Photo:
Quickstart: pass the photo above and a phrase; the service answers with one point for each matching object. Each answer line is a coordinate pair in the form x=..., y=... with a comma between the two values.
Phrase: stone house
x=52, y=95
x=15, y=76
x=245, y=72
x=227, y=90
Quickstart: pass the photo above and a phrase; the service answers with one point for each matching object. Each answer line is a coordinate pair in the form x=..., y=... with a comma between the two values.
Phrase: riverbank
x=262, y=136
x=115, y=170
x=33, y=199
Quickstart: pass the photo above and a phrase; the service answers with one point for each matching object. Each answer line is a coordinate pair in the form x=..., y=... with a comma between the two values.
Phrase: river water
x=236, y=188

+ + + + + + +

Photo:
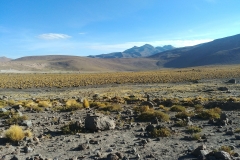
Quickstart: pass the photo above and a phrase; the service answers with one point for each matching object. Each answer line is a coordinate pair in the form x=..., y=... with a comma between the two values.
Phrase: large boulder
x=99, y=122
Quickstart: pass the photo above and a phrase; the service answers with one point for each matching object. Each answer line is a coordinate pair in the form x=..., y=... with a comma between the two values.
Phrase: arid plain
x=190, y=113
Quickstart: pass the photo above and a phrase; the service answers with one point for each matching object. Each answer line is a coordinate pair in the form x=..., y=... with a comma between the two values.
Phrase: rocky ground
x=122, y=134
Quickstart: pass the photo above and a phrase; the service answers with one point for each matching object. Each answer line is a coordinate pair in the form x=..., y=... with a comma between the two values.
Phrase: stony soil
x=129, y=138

+ + + + + + +

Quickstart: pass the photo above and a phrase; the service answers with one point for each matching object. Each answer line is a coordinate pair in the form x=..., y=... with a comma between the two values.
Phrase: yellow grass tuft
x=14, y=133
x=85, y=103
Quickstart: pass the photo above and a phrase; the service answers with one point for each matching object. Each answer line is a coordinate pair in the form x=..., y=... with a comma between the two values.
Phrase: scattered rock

+ + + + + + +

▶ _ACTIVITY_: From the records above, print only the lines between the one holding "Phrase: yellow grass tuft" and the one holding "Phrase: scattered rock", inclusive, exactly as they stand.

▶ _EXERCISE RESPONSE_:
Phrase: yellow grass tuft
x=14, y=133
x=85, y=103
Quickstart: pass the photo above and a phrase; the service answers with one point for each matching object. Each answer line is a coordinate pair in the form x=..., y=... with a comma between the two values.
Phrase: scattered rock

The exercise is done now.